Matt:  It’s a really great question, and I think the answer, and I’ll look forward to hearing our guest’s answer today as well, is I think the answer is yes. I think that we are going to rebound from this. We’re going to learn some things from this. Hopefully, we are smarter for the next time it comes around, but I think it’s also going to make some smart adjustments, create some smart adjustments and innovations to how we do business, how we work as a community, how we support each other through challenges as well.

It’s definitely interesting times. I want to thank everyone for joining us on another episode of Sales Pipeline Radio. If you’re listening to us today live on the Funnel Media Radio Network, thanks for joining us, making us part your, what is probably a work-from-home workday. If you’re listening to the podcast, thank you very much for subscribing. Very honored to have so many people who continue to listen to us. If you’re interested in any of our past episodes or future episodes, you can find them all, past, present, future at salespipelineradio.com.

Today, we are featuring yet another great guest, a great, smart mind in the B2B sales and marketing world. Very excited to have with us Jim Wilson, an operating partner at Costanoa Ventures. Jim, thanks so much for joining us today.

+ + + +

What the exercise asks
Retype the part of the Sales Pipeline Radio transcript between "It’s definitely interesting" and "future at salespipelineradio.com.", inclusive. You won't need the lines that follow the transcript.

Material provided
+ + + +

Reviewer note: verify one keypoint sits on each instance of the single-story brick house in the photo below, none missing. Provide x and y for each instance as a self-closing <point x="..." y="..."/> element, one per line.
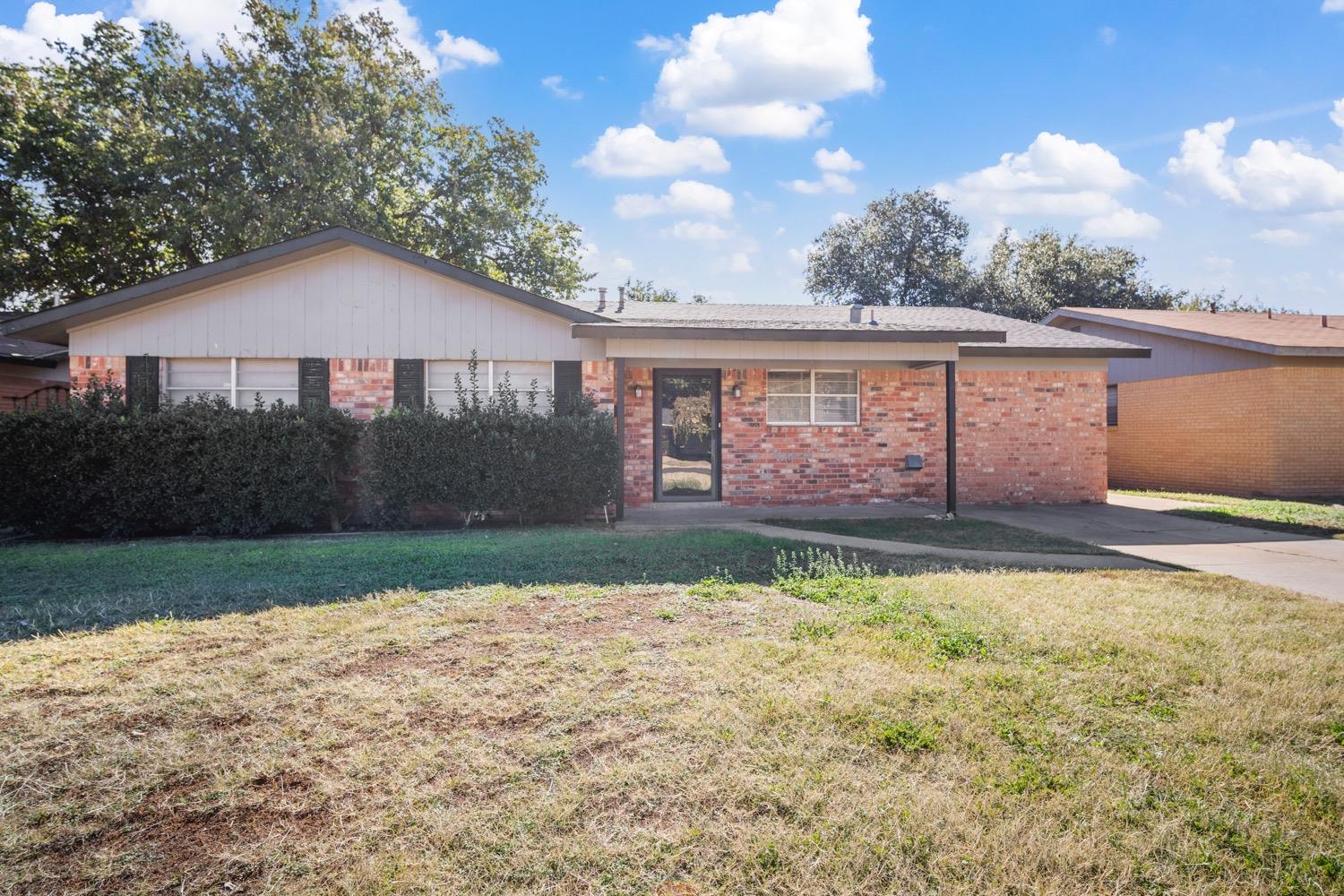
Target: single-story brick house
<point x="747" y="405"/>
<point x="1228" y="403"/>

+ + + +

Answer to the exercise
It’s definitely interesting times. I want to thank everyone for joining us on another episode of Sales Pipeline Radio. If you’re listening to us today live on the Funnel Media Radio Network, thanks for joining us, making us part your, what is probably a work-from-home workday. If you’re listening to the podcast, thank you very much for subscribing. Very honored to have so many people who continue to listen to us. If you’re interested in any of our past episodes or future episodes, you can find them all, past, present, future at salespipelineradio.com.